▶ [Task prompt]
Omit every picture and return the rest of the data unaltered.

▶ [Records for the task]

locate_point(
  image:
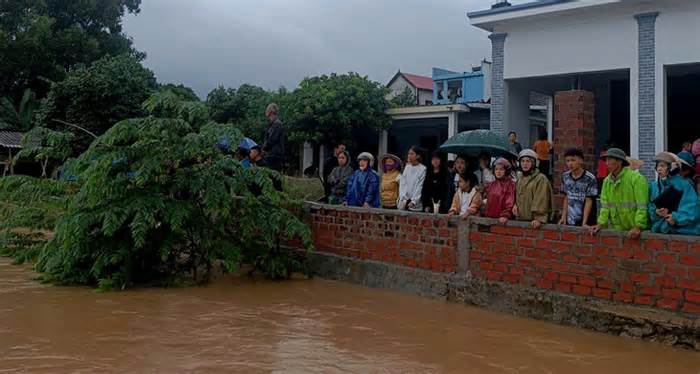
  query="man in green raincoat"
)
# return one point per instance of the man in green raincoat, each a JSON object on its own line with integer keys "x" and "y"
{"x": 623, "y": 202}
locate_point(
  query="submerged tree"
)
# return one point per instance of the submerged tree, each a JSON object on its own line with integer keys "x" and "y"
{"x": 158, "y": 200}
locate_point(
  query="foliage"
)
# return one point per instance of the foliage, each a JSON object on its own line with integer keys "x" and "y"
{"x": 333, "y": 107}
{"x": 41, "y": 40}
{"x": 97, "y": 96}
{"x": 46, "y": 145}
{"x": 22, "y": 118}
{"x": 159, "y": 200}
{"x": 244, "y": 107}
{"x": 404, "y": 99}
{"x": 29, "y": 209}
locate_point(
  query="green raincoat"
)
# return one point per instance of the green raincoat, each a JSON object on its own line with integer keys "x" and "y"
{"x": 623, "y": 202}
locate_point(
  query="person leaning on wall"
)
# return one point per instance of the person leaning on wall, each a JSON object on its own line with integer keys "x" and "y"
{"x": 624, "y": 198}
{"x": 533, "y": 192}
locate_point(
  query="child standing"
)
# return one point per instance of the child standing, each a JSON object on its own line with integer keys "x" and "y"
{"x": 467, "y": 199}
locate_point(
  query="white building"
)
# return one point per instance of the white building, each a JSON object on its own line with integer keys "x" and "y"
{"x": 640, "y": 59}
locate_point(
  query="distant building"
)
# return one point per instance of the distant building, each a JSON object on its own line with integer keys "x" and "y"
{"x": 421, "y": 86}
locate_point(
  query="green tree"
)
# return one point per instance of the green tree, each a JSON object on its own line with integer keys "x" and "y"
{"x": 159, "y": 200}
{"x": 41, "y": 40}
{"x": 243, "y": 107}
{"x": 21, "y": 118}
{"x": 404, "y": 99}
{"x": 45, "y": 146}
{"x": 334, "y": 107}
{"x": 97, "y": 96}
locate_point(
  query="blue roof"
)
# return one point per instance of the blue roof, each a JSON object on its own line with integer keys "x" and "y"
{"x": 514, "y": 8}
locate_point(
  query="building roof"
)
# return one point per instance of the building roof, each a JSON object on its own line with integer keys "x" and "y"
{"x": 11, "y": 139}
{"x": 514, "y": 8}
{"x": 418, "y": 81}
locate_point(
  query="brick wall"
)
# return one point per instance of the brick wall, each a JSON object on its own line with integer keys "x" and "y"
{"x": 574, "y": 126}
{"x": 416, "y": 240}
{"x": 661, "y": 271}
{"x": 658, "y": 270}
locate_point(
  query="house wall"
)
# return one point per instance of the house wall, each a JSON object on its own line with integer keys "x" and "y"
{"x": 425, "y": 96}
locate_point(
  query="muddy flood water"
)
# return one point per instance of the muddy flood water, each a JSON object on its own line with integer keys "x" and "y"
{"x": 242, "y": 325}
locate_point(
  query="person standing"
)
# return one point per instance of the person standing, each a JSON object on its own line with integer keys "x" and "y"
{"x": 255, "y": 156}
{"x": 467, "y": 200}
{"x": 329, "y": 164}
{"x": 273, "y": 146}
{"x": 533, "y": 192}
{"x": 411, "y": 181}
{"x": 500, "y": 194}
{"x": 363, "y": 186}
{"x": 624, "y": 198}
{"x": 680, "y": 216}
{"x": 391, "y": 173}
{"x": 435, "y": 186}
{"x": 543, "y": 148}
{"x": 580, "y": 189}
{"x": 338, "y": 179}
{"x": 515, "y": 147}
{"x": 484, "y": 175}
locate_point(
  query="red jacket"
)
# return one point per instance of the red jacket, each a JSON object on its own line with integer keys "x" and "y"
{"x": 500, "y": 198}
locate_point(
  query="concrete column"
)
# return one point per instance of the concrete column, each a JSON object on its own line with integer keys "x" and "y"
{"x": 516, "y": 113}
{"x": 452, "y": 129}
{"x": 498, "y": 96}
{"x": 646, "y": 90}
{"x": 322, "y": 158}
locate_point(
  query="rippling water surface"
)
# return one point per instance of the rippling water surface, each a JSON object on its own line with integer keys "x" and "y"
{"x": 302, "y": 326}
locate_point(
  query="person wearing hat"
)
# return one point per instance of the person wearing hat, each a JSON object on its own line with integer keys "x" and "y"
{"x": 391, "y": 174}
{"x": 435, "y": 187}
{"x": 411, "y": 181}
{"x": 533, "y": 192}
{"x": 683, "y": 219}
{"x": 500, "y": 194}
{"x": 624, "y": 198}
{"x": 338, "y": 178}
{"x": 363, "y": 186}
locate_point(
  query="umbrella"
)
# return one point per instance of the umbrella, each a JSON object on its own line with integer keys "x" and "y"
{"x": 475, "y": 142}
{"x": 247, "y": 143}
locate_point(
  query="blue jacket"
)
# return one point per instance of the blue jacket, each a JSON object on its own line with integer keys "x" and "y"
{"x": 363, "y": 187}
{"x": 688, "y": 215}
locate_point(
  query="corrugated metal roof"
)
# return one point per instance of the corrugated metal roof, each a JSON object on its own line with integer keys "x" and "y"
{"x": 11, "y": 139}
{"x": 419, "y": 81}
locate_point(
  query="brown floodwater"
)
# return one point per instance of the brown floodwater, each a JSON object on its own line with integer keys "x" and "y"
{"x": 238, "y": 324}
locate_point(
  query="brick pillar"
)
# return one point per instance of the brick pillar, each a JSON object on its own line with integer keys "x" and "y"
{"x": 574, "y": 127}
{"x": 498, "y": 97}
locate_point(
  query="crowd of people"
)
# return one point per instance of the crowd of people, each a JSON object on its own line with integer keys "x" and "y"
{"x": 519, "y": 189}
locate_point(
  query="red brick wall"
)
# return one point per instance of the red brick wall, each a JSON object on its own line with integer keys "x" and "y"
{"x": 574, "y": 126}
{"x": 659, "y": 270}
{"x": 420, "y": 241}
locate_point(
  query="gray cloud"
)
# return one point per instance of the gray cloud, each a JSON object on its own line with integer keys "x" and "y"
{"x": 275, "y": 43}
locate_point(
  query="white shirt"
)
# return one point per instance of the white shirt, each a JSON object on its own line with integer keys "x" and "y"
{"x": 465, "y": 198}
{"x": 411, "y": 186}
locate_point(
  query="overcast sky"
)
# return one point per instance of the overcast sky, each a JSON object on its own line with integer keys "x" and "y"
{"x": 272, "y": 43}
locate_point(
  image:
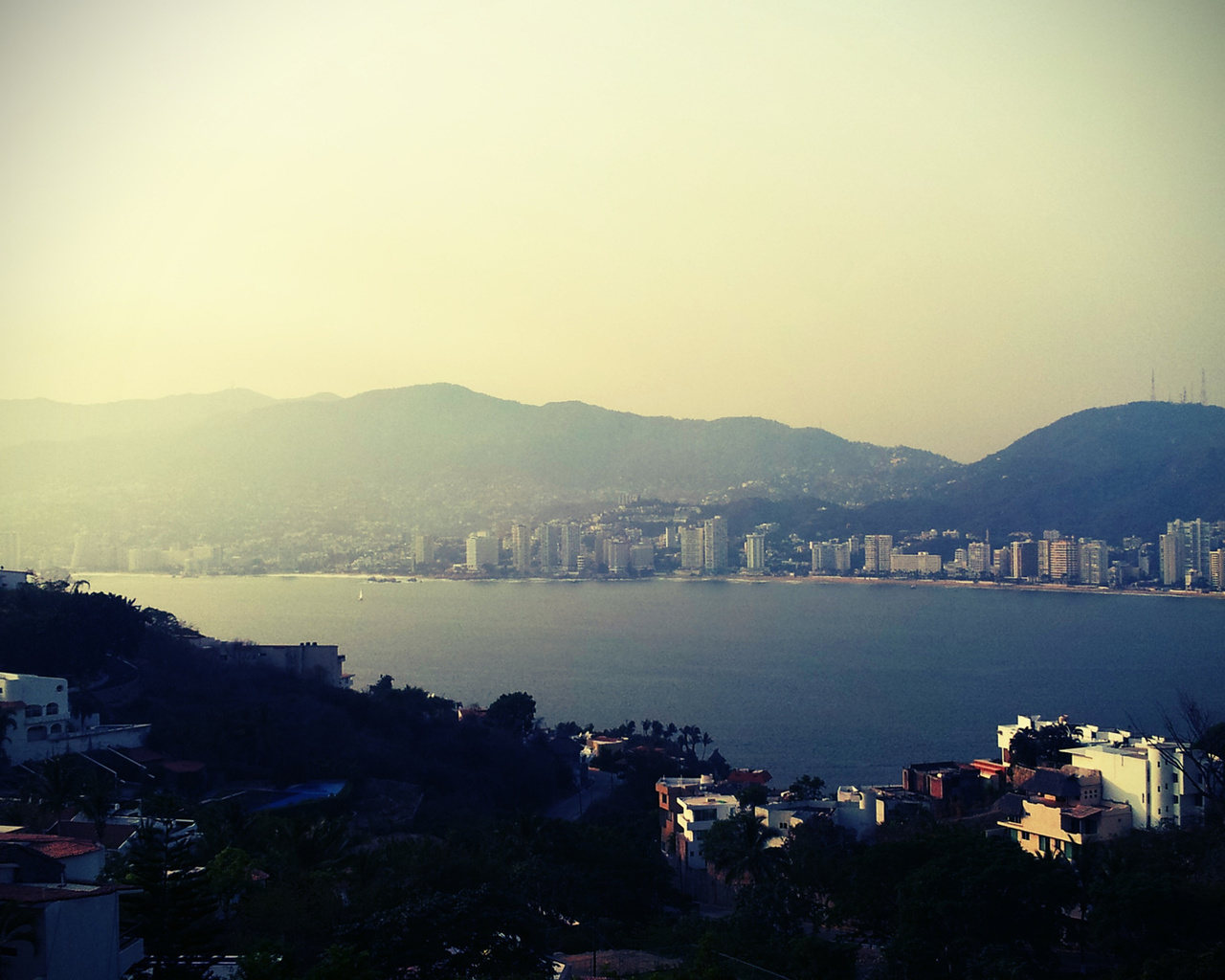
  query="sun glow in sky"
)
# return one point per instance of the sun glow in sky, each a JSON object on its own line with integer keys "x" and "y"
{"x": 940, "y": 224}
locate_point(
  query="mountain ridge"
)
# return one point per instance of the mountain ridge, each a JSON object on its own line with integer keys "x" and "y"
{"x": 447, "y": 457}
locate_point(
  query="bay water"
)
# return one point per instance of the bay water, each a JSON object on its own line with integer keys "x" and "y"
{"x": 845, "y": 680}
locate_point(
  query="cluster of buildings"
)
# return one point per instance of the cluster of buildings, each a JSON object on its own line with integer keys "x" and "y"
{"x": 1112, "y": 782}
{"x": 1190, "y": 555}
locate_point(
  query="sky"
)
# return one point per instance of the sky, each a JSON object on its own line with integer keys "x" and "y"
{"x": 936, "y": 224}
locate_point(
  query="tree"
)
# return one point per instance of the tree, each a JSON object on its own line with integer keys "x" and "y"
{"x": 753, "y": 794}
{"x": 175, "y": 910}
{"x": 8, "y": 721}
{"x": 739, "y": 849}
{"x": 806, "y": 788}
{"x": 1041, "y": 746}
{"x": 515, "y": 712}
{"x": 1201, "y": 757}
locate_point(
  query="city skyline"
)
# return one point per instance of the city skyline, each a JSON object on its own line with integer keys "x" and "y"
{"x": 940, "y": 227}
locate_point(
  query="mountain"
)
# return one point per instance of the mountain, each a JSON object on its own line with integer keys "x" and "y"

▶ [Output for this exercise]
locate_point(
  image:
  query="man in green raincoat"
)
# return one point per instance of the man in green raincoat, each a JSON object on its own line with integer keys "x" and "y"
{"x": 623, "y": 202}
locate_point(
  query="submerged tree"
)
# return one point per instance of the submerged tree, each a JSON object on its own line with integer keys "x" and "y"
{"x": 158, "y": 200}
locate_point(
  query="foliage"
)
# return one point per instance of the foliage, each a JSON object on its own line with integer keys "x" and "y"
{"x": 333, "y": 107}
{"x": 41, "y": 40}
{"x": 97, "y": 96}
{"x": 46, "y": 145}
{"x": 22, "y": 118}
{"x": 159, "y": 200}
{"x": 244, "y": 107}
{"x": 404, "y": 99}
{"x": 29, "y": 209}
locate_point(
  query="green raincoat"
)
# return one point per instance of the green raincoat, each a JSON object on its own line with integer keys "x" and "y"
{"x": 623, "y": 202}
locate_point(
  query="person leaning on wall"
)
# return one point per instance of the person leaning on wall, each a JSON object on its own line with integer keys "x" and "y"
{"x": 624, "y": 198}
{"x": 533, "y": 192}
locate_point(
  query="child standing"
)
# return one point per instance of the child standing, each a JSON object on its own line with integer keys "x" and "y"
{"x": 467, "y": 199}
locate_point(
  query="white building"
)
# return one point per instance of the white building, each a JSON object on its own line with integer keys "x" and "y"
{"x": 640, "y": 59}
locate_point(
  query="distant building"
)
# return one point per instance of the distant building, each a JSON object on its own line with integer keys "x" and "y"
{"x": 421, "y": 86}
locate_point(
  query="green tree"
)
# return one point per instance of the green tree, each a JSON object on its own line with integer keys "x" and "y"
{"x": 159, "y": 200}
{"x": 41, "y": 40}
{"x": 243, "y": 107}
{"x": 21, "y": 118}
{"x": 404, "y": 99}
{"x": 45, "y": 146}
{"x": 334, "y": 107}
{"x": 97, "y": 96}
locate_point(
  query="blue roof"
)
# return one point per instance of the blue roof, each a JSON object on its own line with integer keys "x" and "y"
{"x": 514, "y": 8}
locate_point(
  query="building roof"
)
# return one point per instance of the building roof, each a JSON object on its own line with integer keys "x" and "y"
{"x": 11, "y": 139}
{"x": 514, "y": 8}
{"x": 418, "y": 81}
locate_point(
  query="brick wall"
)
# return one point per instance of the brick wall, each a JSON object on its own line with integer keys "x" and "y"
{"x": 574, "y": 126}
{"x": 416, "y": 240}
{"x": 661, "y": 271}
{"x": 658, "y": 270}
locate_point(
  query="house wall"
)
# return one point per instance of the house wall, each a JSON object on its own line with integer keys "x" and "y"
{"x": 425, "y": 96}
locate_point(
  query="muddy flood water"
)
# return one point per instance of the muddy flood water, each a JSON object on its own line with integer keys "x" and "y"
{"x": 242, "y": 325}
locate_point(
  query="person standing"
)
# return one point per instance of the person standing, each a JSON object on its own line with integer keys "x" and "y"
{"x": 255, "y": 156}
{"x": 467, "y": 200}
{"x": 329, "y": 164}
{"x": 273, "y": 146}
{"x": 533, "y": 192}
{"x": 411, "y": 181}
{"x": 500, "y": 194}
{"x": 363, "y": 186}
{"x": 624, "y": 198}
{"x": 680, "y": 216}
{"x": 391, "y": 173}
{"x": 435, "y": 186}
{"x": 543, "y": 148}
{"x": 580, "y": 189}
{"x": 338, "y": 179}
{"x": 515, "y": 147}
{"x": 484, "y": 175}
locate_point(
  query="red jacket"
)
# return one point per instance of the red jacket, each a JSON object on its own line with integer keys "x" and "y"
{"x": 500, "y": 198}
locate_point(
  query="concrete column"
)
# return one point per instance of the concrete column, each a JSON object on its own line with integer keys "x" and "y"
{"x": 516, "y": 113}
{"x": 452, "y": 129}
{"x": 498, "y": 96}
{"x": 646, "y": 90}
{"x": 322, "y": 158}
locate_point(
  query="rippling water surface"
)
# return one point per instance of the rippling water surface, each a JSON object on its own line with integer keys "x" and "y"
{"x": 302, "y": 326}
locate_point(
  query="person wearing hat"
)
# return one point per instance of the person wearing hat, each a JSON object on its own line with integer keys "x" and "y"
{"x": 391, "y": 174}
{"x": 435, "y": 187}
{"x": 411, "y": 181}
{"x": 533, "y": 192}
{"x": 683, "y": 219}
{"x": 500, "y": 194}
{"x": 624, "y": 198}
{"x": 338, "y": 178}
{"x": 363, "y": 186}
locate_point(
  query="umbrella"
)
# return one point per instance of the umbrella, each a JSON object on its own line with integer keys "x" and "y"
{"x": 475, "y": 142}
{"x": 247, "y": 143}
locate_point(
  query="blue jacket"
)
# return one point per instance of the blue jacket, each a JSON object on its own line with integer keys "x" and "y"
{"x": 363, "y": 187}
{"x": 688, "y": 215}
locate_point(
  query="corrugated metal roof"
)
# return one point per instance of the corrugated metal roof, each a JSON object on its own line with integer keys "x" and "y"
{"x": 11, "y": 139}
{"x": 419, "y": 81}
locate_point(
  query="brown floodwater"
)
# return one point per instance of the brown floodwater, each a JSON object on its own line with integer keys "x" and "y"
{"x": 238, "y": 324}
locate_point(
  query="brick pillar"
)
# return one point per instance of the brick pillar, each a JSON object on its own line with integer keys "x" and "y"
{"x": 574, "y": 127}
{"x": 498, "y": 97}
locate_point(
  query="crowd of people"
)
# return one point per instance of the crowd of people, each a JSON object on its own line with integer keys "x" and "y"
{"x": 519, "y": 189}
locate_point(
  query="red brick wall"
)
# return one point per instance of the red brick wall, each a JSON object on its own line with integer keys "x" and "y"
{"x": 574, "y": 126}
{"x": 659, "y": 270}
{"x": 420, "y": 241}
locate_point(
  query="gray cloud"
)
# return one point per instance of the gray cloud, each a JSON object on its own line with integer keys "x" and "y"
{"x": 275, "y": 43}
locate_point(
  query="white shirt"
)
# return one point per instance of the white shirt, each a JSON object on its own line with integer keys "x" and "y"
{"x": 465, "y": 198}
{"x": 411, "y": 186}
locate_point(
  query="overcast sky"
)
# return one point per instance of the overcast sky, each a JSON object on its own line with integer keys "x" and "y"
{"x": 272, "y": 43}
locate_point(
  image:
  query="sun glow in sky"
)
# return one point per instance of the sun glow in sky, each a JSON object on its own line with integer keys "x" and "y"
{"x": 940, "y": 224}
locate_point(
  query="mountain ridge"
)
# return one point per instance of the mountain ridge, each a JSON object on its own line with integer keys "x" and "y"
{"x": 447, "y": 457}
locate_point(
  query="bay water"
)
# return one point per instance of the bay water, each a JSON object on its own line with integer keys "x" and "y"
{"x": 845, "y": 680}
locate_point(
  query="cluster of buildings"
)
# return one point per instance of the cluster of buildings, each a JSON object on its own line with integer keys "x" and "y"
{"x": 1112, "y": 782}
{"x": 1190, "y": 555}
locate_point(
  query="sky"
)
# return one point per instance of the sky, each a JSON object on its own line with integer keys "x" and "y"
{"x": 936, "y": 224}
locate_point(
  query="tree"
)
# return one point per instance of the tree, each a JSON object on its own line with integer keys "x" and "y"
{"x": 753, "y": 794}
{"x": 175, "y": 910}
{"x": 8, "y": 721}
{"x": 739, "y": 849}
{"x": 806, "y": 788}
{"x": 1041, "y": 746}
{"x": 515, "y": 712}
{"x": 1201, "y": 757}
locate_point(
  query="city skyline"
)
# return one point per instance of the city skyline, each a JSON object on its own line with integer keys "x" and "y"
{"x": 940, "y": 227}
locate_point(
  query="mountain"
)
# return one point per instance of the mountain, each a JSON object on its own line with integer keys "x" and "y"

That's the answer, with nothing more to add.